**Record set**
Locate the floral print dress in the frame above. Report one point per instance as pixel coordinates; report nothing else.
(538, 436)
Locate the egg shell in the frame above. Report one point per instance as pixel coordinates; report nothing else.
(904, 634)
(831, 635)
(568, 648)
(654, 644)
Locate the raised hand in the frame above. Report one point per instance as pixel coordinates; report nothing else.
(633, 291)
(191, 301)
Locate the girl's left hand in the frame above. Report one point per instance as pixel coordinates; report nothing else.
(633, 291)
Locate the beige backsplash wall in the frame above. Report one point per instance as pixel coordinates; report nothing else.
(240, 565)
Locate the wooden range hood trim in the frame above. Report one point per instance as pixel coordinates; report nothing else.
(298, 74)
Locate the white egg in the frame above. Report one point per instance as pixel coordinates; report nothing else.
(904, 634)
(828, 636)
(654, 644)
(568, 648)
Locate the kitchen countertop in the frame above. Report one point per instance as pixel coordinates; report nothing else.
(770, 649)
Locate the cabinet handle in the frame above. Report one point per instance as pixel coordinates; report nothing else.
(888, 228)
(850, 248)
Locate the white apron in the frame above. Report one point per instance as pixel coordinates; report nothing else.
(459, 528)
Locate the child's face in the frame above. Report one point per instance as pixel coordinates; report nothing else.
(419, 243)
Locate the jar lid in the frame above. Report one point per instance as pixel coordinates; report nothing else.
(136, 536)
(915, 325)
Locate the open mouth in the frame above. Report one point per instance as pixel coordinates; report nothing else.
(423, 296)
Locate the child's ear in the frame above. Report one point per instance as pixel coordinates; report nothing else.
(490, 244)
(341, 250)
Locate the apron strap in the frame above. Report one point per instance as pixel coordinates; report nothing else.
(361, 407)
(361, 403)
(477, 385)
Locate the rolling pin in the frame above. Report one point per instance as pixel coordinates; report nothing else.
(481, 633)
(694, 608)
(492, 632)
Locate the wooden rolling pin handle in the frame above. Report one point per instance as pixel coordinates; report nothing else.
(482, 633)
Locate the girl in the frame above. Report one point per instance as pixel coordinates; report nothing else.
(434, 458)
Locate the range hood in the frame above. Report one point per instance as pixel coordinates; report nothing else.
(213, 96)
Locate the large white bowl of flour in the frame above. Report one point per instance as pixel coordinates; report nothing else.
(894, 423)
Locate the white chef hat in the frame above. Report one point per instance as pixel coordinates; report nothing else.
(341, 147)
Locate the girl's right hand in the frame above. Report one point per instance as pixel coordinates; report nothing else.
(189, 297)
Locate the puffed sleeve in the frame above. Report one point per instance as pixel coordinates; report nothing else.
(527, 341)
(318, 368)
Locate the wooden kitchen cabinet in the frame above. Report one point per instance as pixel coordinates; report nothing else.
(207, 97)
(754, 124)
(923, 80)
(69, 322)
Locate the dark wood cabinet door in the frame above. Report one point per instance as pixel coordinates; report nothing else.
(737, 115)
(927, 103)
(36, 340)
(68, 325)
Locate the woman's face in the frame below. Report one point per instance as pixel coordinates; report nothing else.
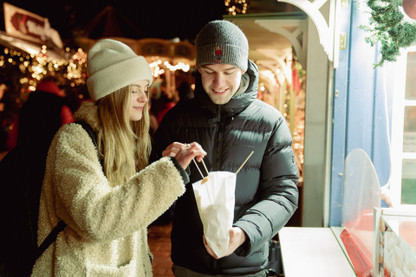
(139, 98)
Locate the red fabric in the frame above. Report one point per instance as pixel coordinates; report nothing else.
(361, 264)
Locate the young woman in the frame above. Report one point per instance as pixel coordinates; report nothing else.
(107, 198)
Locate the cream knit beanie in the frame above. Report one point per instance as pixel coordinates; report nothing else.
(113, 65)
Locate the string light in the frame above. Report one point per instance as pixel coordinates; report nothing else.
(159, 67)
(41, 64)
(236, 6)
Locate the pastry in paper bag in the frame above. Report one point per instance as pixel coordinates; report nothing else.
(215, 199)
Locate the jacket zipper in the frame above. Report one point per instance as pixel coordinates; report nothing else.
(219, 139)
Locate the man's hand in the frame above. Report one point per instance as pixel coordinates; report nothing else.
(184, 153)
(237, 238)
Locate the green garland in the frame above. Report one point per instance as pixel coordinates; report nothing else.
(388, 27)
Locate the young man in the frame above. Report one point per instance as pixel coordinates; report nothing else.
(229, 122)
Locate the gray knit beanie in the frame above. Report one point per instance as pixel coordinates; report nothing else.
(222, 42)
(113, 65)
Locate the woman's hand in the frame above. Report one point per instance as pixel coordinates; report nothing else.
(184, 153)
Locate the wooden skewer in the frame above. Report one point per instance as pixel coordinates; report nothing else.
(238, 170)
(206, 169)
(205, 179)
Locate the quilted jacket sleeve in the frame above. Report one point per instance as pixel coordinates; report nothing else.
(278, 193)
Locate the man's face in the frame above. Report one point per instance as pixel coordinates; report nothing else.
(220, 81)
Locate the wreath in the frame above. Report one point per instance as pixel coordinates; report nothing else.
(389, 28)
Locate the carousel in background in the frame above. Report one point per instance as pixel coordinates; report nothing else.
(31, 49)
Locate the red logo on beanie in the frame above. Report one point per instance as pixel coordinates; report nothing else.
(218, 54)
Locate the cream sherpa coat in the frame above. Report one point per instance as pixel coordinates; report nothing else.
(107, 226)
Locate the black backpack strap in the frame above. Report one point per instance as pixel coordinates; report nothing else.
(92, 135)
(50, 238)
(61, 224)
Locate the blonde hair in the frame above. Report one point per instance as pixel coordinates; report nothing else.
(124, 144)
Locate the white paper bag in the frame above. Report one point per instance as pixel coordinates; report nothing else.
(216, 200)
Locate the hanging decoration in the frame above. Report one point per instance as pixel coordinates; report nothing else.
(389, 27)
(409, 7)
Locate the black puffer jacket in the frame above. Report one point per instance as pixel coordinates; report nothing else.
(266, 193)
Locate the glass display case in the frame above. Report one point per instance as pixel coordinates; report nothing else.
(394, 245)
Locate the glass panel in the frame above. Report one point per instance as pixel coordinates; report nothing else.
(408, 193)
(411, 76)
(409, 130)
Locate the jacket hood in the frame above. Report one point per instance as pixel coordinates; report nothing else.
(238, 102)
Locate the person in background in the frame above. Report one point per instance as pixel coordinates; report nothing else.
(227, 120)
(108, 204)
(185, 92)
(23, 167)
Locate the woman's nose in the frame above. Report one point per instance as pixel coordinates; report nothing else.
(218, 80)
(142, 96)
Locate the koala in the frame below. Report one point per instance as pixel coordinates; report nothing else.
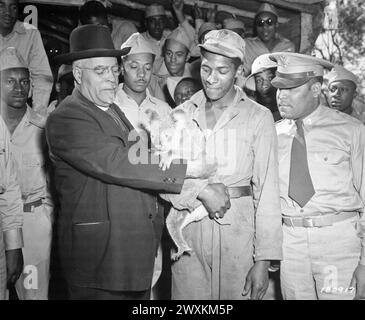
(178, 137)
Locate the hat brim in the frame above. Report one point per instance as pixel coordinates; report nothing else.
(250, 83)
(283, 83)
(67, 58)
(222, 50)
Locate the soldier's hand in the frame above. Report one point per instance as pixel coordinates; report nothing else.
(257, 280)
(212, 13)
(197, 12)
(215, 199)
(14, 265)
(178, 5)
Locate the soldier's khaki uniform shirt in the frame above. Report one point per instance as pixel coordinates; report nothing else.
(336, 159)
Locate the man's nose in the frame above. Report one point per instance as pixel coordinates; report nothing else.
(212, 77)
(141, 73)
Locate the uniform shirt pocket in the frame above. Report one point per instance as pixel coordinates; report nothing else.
(33, 177)
(330, 156)
(2, 167)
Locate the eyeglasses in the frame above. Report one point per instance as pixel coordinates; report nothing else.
(103, 70)
(339, 89)
(262, 22)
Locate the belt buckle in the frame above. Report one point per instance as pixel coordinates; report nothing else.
(308, 222)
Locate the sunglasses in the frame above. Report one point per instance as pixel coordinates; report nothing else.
(262, 22)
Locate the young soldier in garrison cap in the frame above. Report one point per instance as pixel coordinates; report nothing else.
(322, 187)
(231, 253)
(268, 39)
(28, 147)
(342, 85)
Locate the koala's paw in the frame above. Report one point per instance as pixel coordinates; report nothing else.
(177, 255)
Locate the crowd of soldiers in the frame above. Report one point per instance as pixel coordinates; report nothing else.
(287, 193)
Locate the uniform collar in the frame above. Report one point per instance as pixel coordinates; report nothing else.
(310, 119)
(33, 117)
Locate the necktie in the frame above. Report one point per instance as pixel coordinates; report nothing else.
(301, 187)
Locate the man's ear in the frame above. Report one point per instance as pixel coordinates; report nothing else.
(240, 71)
(188, 57)
(316, 89)
(77, 72)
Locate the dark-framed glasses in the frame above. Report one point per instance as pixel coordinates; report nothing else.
(103, 70)
(262, 22)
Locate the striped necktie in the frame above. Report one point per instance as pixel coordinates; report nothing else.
(301, 188)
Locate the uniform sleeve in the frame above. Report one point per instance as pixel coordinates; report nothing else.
(358, 173)
(41, 74)
(265, 181)
(77, 139)
(10, 199)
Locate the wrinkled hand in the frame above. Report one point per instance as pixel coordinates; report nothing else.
(257, 280)
(358, 282)
(14, 265)
(197, 12)
(215, 199)
(212, 13)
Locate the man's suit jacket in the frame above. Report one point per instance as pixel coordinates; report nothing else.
(109, 224)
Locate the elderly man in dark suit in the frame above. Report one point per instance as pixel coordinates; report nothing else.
(109, 223)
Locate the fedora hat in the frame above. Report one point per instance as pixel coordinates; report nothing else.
(90, 41)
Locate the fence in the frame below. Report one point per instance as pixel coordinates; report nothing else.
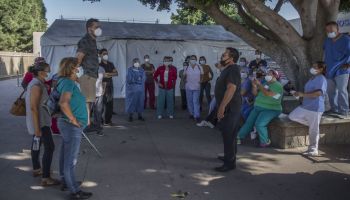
(15, 63)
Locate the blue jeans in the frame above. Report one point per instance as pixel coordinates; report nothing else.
(71, 138)
(193, 102)
(338, 93)
(260, 118)
(168, 97)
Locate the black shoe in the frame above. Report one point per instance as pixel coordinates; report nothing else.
(80, 195)
(222, 158)
(225, 168)
(64, 185)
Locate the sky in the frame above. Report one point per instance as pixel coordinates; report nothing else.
(121, 10)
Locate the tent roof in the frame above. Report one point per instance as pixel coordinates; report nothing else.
(67, 32)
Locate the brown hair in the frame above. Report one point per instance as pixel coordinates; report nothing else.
(321, 65)
(67, 66)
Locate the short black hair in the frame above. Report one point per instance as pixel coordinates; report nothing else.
(102, 50)
(90, 21)
(233, 53)
(332, 23)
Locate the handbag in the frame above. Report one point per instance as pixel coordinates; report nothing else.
(19, 106)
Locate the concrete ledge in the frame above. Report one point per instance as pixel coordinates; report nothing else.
(285, 133)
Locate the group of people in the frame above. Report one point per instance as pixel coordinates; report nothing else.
(246, 98)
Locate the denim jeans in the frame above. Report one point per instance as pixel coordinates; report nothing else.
(338, 93)
(193, 102)
(165, 96)
(71, 138)
(49, 147)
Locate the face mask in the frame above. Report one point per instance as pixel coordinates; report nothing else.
(137, 65)
(48, 77)
(332, 35)
(98, 32)
(313, 71)
(268, 78)
(193, 62)
(80, 72)
(244, 75)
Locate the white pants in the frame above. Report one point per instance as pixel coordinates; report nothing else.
(312, 120)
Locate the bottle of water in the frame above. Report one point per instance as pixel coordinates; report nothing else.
(36, 143)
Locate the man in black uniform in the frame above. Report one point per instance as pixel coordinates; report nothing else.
(108, 81)
(227, 94)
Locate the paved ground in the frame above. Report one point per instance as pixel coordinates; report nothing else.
(152, 160)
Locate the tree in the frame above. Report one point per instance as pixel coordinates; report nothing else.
(263, 28)
(18, 20)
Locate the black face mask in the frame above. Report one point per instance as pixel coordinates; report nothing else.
(223, 62)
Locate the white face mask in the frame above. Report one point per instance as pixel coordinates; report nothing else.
(313, 71)
(48, 77)
(332, 35)
(193, 62)
(80, 72)
(137, 65)
(98, 32)
(244, 75)
(268, 78)
(242, 64)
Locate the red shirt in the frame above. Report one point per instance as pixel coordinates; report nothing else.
(172, 76)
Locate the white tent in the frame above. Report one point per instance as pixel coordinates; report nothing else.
(126, 41)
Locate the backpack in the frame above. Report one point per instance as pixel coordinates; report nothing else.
(52, 103)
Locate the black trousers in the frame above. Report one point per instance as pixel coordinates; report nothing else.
(229, 127)
(108, 105)
(205, 87)
(183, 99)
(49, 147)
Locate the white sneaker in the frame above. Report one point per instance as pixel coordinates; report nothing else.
(202, 123)
(210, 125)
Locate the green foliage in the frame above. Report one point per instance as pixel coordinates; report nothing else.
(196, 17)
(18, 20)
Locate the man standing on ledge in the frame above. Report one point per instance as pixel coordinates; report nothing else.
(227, 94)
(88, 58)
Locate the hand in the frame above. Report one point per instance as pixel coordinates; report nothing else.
(221, 113)
(298, 94)
(75, 122)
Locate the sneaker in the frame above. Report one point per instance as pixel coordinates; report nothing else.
(202, 123)
(49, 182)
(37, 172)
(264, 145)
(80, 195)
(210, 125)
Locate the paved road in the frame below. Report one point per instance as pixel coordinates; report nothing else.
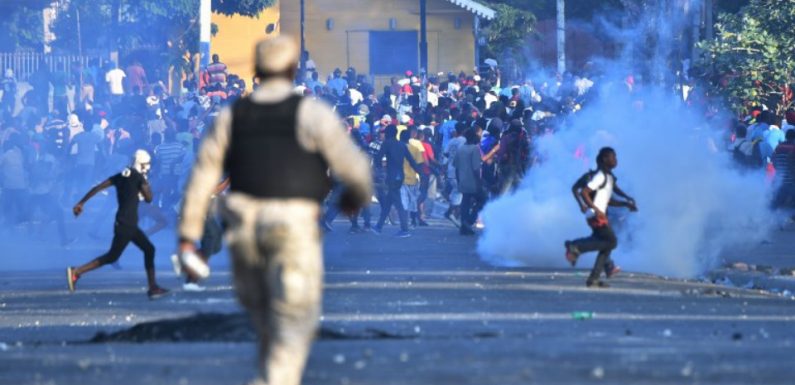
(422, 310)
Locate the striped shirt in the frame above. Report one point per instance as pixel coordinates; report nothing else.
(170, 156)
(784, 163)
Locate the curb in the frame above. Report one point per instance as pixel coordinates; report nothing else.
(774, 283)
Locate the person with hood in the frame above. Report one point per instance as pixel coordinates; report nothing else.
(131, 187)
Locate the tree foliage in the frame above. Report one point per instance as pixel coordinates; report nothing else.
(127, 24)
(752, 58)
(505, 35)
(21, 24)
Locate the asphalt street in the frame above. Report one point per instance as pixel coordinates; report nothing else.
(421, 310)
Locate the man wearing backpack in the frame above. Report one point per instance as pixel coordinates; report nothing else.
(594, 197)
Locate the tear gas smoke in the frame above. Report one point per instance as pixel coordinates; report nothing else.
(693, 201)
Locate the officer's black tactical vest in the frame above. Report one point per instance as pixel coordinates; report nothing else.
(265, 159)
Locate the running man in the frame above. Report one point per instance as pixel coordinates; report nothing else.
(596, 196)
(131, 186)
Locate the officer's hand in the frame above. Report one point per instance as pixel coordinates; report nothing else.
(77, 210)
(185, 246)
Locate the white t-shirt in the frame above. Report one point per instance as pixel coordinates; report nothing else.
(115, 77)
(603, 194)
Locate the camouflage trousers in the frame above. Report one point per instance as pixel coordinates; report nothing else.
(276, 251)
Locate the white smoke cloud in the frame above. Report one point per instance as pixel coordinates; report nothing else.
(693, 201)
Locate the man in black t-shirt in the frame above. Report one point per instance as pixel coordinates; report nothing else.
(131, 186)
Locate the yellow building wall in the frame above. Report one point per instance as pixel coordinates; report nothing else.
(347, 43)
(237, 35)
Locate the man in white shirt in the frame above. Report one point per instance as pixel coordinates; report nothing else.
(115, 80)
(596, 196)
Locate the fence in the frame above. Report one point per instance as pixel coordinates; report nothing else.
(26, 63)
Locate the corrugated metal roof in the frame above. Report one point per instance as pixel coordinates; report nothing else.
(476, 8)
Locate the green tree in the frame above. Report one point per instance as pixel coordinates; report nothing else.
(751, 60)
(127, 24)
(506, 34)
(21, 24)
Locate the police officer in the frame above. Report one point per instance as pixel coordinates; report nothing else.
(276, 147)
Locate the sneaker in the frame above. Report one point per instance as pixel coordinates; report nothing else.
(192, 286)
(176, 264)
(71, 279)
(597, 283)
(612, 270)
(452, 219)
(156, 292)
(572, 253)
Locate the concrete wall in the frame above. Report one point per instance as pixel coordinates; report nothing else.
(236, 37)
(346, 44)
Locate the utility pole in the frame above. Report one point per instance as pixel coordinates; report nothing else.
(423, 35)
(561, 6)
(476, 33)
(205, 31)
(302, 65)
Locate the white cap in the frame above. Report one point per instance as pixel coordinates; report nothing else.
(276, 54)
(142, 161)
(74, 121)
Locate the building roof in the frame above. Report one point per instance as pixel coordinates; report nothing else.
(476, 8)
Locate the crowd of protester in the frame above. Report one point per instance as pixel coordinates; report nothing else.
(452, 139)
(62, 133)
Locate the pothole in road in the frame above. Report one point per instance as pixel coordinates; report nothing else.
(236, 327)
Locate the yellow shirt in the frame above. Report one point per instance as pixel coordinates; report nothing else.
(401, 128)
(410, 177)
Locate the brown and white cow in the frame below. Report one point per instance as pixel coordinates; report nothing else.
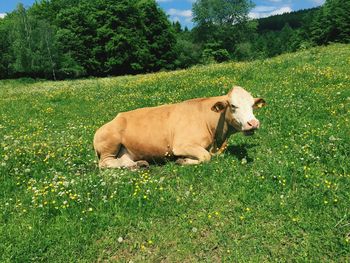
(190, 131)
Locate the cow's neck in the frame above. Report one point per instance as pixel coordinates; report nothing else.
(221, 130)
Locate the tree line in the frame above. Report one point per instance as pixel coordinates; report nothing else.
(59, 39)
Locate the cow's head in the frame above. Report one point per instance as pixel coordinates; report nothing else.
(238, 109)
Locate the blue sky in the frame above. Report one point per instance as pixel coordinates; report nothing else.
(180, 10)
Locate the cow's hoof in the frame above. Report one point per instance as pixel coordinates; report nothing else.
(142, 164)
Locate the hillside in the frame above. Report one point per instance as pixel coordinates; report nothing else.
(295, 20)
(281, 195)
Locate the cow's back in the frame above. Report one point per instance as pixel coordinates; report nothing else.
(150, 133)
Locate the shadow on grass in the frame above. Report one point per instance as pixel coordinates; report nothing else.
(241, 151)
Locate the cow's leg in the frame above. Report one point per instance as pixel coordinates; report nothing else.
(222, 148)
(193, 154)
(123, 160)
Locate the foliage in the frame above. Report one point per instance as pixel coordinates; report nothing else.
(332, 23)
(75, 38)
(280, 194)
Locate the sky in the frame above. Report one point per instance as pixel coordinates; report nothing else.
(180, 10)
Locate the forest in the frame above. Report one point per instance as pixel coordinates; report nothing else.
(63, 39)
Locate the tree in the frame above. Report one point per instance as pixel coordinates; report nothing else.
(223, 22)
(332, 23)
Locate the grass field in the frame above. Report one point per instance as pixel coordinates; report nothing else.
(281, 195)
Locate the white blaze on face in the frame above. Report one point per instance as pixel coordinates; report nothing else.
(242, 108)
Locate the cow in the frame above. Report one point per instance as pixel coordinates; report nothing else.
(189, 132)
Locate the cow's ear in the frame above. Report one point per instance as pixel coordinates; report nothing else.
(259, 103)
(220, 106)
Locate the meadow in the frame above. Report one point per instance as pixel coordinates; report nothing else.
(280, 195)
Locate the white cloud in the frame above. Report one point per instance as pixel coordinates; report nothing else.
(265, 11)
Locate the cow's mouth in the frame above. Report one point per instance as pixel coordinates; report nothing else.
(249, 132)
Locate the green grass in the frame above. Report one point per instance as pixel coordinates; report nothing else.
(281, 195)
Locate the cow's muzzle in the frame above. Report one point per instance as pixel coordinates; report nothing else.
(250, 127)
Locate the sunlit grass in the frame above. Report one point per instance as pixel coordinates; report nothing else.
(281, 195)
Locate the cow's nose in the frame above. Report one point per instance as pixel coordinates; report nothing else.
(254, 124)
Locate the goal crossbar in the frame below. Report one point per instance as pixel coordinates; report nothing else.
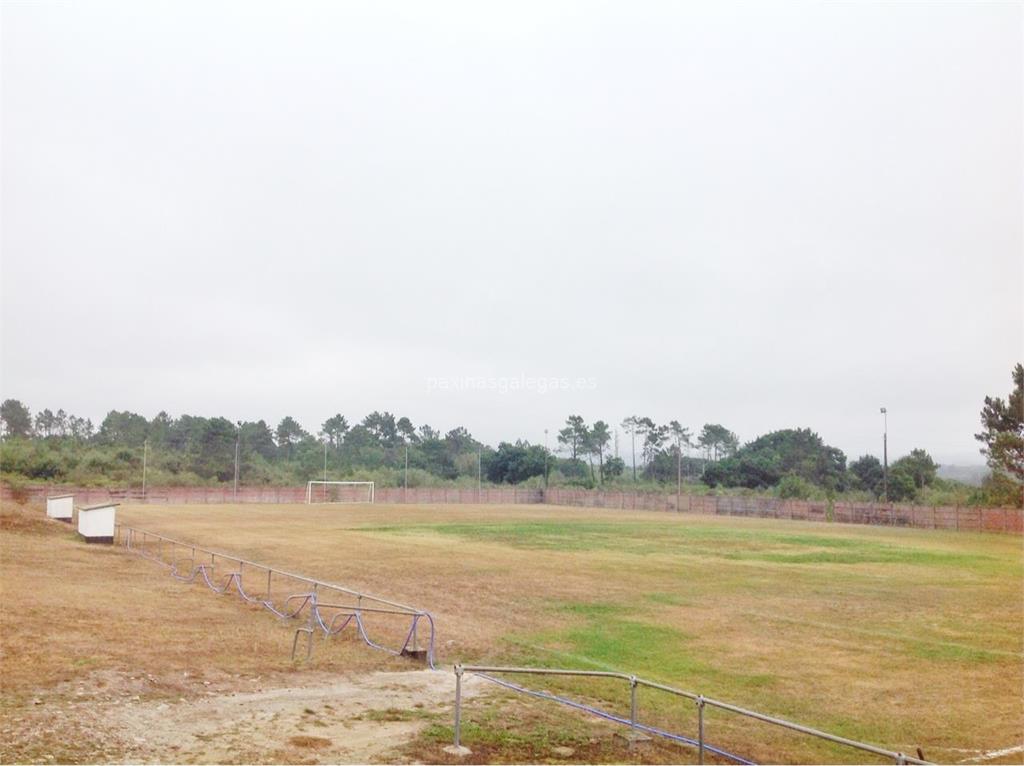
(339, 492)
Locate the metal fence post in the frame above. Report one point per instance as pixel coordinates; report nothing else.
(458, 706)
(700, 728)
(633, 710)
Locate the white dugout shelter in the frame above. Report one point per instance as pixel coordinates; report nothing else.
(95, 522)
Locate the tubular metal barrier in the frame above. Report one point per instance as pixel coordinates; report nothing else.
(201, 563)
(633, 722)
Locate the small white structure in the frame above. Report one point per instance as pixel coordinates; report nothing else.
(60, 507)
(339, 492)
(95, 522)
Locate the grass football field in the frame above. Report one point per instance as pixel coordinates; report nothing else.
(898, 637)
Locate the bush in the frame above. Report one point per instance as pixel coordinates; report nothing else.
(795, 487)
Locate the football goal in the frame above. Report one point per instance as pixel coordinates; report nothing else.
(339, 492)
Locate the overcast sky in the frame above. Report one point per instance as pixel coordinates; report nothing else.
(763, 216)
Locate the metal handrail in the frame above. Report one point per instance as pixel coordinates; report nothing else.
(406, 608)
(700, 699)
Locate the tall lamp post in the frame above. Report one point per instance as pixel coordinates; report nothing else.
(885, 454)
(545, 459)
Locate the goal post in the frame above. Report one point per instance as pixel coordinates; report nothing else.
(339, 492)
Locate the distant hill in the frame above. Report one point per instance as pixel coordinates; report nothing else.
(968, 474)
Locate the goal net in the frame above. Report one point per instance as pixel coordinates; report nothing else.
(339, 492)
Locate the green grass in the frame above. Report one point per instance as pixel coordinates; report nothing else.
(716, 542)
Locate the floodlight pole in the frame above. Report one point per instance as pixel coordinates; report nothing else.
(545, 459)
(679, 474)
(885, 454)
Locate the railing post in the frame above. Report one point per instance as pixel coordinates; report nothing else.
(458, 706)
(700, 729)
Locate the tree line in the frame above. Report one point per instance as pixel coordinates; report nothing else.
(390, 450)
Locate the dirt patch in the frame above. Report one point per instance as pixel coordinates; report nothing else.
(336, 722)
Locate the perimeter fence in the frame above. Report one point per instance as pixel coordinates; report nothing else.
(958, 518)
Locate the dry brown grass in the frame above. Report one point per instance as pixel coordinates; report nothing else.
(895, 636)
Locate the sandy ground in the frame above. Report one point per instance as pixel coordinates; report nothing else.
(360, 719)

**What is required**
Write out the lines above, starting at the line that contains "Locate the tall" and ending with the final line, and nothing else; copy them exactly.

**Problem solution**
Locate the tall lamp post in the frame above. Report one point per instance as pixel coordinates; report nothing else.
(885, 454)
(545, 459)
Locate the goal post in the frame above. Report one point per instance as pixel coordinates; report nothing else.
(339, 492)
Locate the distant hill in the frame above. Report one point per instance as pixel coordinates; report nothing else.
(968, 474)
Locate the goal net in the frame above. Report one point per instance as pixel coordinates; report nothing else.
(339, 492)
Locate the green grass in the frame above. Report one point per instance as pixel coordinates; report nothing else.
(716, 542)
Locate the floodlight pole in the frame above. Report one point per instance as pixel coordinates; report nothing else.
(545, 459)
(679, 474)
(885, 454)
Locate the railing post in the frame above. Report one point per instance as pixel coordinates; report nothing else.
(458, 706)
(700, 729)
Locate the tree line in the frame above. Report one point per instance as pixel coordinates; report nothing else.
(390, 450)
Locate the dirt patch in the frame above. Report one point per instance as pixel coordinates; report nothing else.
(336, 722)
Locate the perimeter fence in the frame above. Report one point per instance as pixel coordinates; report nothing else.
(958, 518)
Locate the dry brown grass in the frame above. Report one point per instance as pixel coordinates; report nothing else.
(895, 636)
Locate the sandy ground in the frame above. Report one point per instance as pixel coordinates; report nothing else.
(360, 719)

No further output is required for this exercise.